# WHAT YOU ARE ASKED TO DO
Exact copies of all entries are expected.

========

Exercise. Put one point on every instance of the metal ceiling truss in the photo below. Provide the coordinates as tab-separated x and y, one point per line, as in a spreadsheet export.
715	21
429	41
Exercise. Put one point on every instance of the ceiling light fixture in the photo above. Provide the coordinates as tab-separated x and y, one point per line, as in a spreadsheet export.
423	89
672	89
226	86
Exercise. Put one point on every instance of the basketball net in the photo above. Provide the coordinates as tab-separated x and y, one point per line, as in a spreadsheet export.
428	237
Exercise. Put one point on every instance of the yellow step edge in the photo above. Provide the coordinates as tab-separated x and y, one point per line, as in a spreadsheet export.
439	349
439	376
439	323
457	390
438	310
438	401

========

# ANSWER FOR THE TASK
Exercise. Put one point on every instance of the metal ceiling truss in the photo below. Provide the coordinates as tab-separated x and y, one point per line, as in a spreadsheet export.
715	21
429	41
Exercise. Put one point on every instance of the ceiling light fixture in the photo above. Provide the coordinates as tab-separated x and y, one point per line, as in a spreadsheet export.
423	89
672	89
226	86
Exercise. Put one point on every instance of the basketball net in the photo above. Provide the coordinates as tab-separated x and y, one point per line, as in a spreadsheet export.
428	237
Exercise. Put one point on every instance of the yellow step edge in the photo above. Provide the coordinates as tab-separated x and y, one point per line, as in a spreadsheet export.
439	349
439	376
439	323
457	390
438	310
438	401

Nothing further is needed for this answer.